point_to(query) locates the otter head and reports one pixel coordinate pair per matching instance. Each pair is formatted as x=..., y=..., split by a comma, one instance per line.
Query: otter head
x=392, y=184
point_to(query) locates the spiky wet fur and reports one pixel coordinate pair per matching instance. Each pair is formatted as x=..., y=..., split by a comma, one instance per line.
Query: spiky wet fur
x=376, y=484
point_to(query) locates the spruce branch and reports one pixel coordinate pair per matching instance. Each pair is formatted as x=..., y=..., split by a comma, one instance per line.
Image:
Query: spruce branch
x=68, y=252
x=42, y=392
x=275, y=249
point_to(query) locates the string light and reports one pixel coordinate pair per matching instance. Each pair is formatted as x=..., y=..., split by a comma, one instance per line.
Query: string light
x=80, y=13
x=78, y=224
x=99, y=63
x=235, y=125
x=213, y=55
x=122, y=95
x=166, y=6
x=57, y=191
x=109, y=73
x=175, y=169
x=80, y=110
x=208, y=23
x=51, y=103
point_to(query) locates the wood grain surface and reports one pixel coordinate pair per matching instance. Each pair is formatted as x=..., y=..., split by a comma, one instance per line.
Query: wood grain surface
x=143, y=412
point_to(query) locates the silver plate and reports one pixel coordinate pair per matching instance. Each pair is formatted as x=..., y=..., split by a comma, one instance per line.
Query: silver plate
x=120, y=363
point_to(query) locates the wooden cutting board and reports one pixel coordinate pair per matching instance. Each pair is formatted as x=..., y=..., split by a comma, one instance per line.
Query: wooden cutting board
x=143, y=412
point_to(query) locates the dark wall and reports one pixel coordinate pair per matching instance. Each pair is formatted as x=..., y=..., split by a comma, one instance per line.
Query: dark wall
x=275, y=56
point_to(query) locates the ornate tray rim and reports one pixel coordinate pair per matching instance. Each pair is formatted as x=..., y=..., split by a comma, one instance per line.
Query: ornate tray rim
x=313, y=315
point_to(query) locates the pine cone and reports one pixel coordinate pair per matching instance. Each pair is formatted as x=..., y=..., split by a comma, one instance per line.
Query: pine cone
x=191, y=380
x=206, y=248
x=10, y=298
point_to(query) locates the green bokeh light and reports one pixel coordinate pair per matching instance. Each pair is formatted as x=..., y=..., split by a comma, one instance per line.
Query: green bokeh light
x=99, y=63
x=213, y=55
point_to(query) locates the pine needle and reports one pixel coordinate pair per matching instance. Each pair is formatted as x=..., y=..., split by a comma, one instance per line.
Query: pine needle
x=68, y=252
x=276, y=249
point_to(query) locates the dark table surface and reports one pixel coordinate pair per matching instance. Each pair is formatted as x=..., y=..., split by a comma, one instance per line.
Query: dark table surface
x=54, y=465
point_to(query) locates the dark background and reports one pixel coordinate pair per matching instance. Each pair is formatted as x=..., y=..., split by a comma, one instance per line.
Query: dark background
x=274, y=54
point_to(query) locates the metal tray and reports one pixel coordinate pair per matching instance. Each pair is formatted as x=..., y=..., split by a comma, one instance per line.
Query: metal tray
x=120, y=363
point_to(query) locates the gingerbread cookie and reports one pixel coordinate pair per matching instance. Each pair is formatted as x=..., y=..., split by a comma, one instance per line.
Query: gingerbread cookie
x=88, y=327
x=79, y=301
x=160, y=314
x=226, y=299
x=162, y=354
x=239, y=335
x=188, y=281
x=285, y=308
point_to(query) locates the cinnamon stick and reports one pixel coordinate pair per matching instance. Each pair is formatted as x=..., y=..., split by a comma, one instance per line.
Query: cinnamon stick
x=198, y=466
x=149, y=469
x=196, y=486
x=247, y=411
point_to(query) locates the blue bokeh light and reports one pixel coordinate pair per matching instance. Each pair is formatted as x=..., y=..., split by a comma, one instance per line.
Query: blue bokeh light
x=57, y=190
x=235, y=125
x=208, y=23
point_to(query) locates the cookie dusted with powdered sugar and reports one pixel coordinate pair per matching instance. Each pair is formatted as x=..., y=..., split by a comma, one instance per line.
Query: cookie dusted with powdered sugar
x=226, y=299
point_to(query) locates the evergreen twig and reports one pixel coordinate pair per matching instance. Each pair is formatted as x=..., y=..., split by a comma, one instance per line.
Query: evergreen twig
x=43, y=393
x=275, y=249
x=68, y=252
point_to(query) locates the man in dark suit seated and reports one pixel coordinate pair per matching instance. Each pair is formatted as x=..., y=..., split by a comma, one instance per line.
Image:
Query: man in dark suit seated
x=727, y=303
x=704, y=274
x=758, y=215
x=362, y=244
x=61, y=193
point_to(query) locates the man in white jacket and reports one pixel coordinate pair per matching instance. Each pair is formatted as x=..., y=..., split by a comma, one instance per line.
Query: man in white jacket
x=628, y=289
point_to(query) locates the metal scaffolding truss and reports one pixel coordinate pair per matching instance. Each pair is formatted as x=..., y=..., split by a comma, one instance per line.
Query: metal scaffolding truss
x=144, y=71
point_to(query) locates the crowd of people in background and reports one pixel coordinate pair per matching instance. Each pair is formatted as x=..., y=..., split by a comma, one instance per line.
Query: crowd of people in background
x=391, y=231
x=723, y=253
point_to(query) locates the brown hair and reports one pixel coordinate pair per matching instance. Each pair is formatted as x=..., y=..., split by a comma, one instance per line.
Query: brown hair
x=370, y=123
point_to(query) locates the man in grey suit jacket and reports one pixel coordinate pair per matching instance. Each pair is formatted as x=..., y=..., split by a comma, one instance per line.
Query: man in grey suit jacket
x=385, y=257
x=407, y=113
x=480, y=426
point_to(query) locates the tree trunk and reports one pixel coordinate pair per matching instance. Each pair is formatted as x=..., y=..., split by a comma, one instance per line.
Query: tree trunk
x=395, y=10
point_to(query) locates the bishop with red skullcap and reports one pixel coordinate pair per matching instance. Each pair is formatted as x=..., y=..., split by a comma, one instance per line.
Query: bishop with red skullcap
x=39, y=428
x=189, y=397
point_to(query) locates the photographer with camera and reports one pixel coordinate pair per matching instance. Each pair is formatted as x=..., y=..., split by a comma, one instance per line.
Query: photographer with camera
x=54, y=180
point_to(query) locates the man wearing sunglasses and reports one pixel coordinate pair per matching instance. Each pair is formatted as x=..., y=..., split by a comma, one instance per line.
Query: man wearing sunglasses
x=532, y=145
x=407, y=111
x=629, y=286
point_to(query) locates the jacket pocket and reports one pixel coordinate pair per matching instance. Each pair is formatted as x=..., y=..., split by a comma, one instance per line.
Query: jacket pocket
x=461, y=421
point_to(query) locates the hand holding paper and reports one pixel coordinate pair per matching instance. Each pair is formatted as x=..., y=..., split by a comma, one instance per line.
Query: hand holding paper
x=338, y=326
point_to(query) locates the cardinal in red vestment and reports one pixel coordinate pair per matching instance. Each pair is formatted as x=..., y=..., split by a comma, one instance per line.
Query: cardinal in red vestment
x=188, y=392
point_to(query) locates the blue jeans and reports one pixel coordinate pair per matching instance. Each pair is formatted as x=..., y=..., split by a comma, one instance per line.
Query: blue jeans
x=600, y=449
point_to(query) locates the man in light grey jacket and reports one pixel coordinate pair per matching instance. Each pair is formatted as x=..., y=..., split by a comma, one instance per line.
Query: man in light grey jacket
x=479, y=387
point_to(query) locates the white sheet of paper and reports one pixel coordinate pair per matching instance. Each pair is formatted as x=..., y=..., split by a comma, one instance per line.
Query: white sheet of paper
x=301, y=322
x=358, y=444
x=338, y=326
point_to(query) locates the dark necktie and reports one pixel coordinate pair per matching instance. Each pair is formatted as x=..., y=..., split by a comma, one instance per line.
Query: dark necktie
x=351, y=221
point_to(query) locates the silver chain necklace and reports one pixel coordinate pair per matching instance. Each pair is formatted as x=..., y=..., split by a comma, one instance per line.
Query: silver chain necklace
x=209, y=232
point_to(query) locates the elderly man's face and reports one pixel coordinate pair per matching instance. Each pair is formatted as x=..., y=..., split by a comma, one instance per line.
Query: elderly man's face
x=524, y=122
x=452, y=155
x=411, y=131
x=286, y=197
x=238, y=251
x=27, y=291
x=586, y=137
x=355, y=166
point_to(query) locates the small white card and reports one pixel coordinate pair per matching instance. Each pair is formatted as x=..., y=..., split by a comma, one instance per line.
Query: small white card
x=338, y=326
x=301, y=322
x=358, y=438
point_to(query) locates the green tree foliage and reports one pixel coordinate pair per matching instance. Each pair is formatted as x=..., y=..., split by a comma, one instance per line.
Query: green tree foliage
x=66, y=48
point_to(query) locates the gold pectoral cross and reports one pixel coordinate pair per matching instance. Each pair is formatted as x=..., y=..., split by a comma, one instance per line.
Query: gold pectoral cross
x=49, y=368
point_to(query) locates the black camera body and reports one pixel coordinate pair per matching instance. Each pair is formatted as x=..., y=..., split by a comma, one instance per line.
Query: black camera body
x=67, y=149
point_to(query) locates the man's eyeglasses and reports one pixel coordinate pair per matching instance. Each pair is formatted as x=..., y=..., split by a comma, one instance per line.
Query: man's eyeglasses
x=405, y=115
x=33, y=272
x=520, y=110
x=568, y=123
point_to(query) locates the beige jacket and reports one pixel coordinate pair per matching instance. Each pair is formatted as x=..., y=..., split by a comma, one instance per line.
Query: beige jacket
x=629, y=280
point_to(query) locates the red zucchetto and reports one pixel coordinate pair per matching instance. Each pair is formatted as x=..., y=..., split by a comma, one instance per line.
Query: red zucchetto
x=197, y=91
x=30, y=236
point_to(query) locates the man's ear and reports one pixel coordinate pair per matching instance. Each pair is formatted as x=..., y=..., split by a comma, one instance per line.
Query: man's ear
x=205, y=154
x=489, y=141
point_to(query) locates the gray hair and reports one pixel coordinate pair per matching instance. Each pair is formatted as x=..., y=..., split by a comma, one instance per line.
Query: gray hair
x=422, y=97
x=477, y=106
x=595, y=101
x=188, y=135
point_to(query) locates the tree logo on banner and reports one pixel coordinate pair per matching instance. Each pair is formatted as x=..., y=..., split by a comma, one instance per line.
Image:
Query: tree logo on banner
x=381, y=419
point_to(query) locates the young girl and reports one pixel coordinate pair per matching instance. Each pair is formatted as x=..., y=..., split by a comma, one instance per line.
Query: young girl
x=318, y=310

▶ [WHAT TO DO]: Please quote the data word for word, starting at the line that contains "point_to(query) locates the dark necktie" and ending at the line that contains "x=351, y=221".

▶ [OUTPUT OF THE EXERCISE]:
point_to(query) locates the dark necktie and reports one pixel coordinate pair per matching instance. Each pair is formatted as x=..., y=..., split by a comma, one instance per line.
Query: dark necktie
x=351, y=221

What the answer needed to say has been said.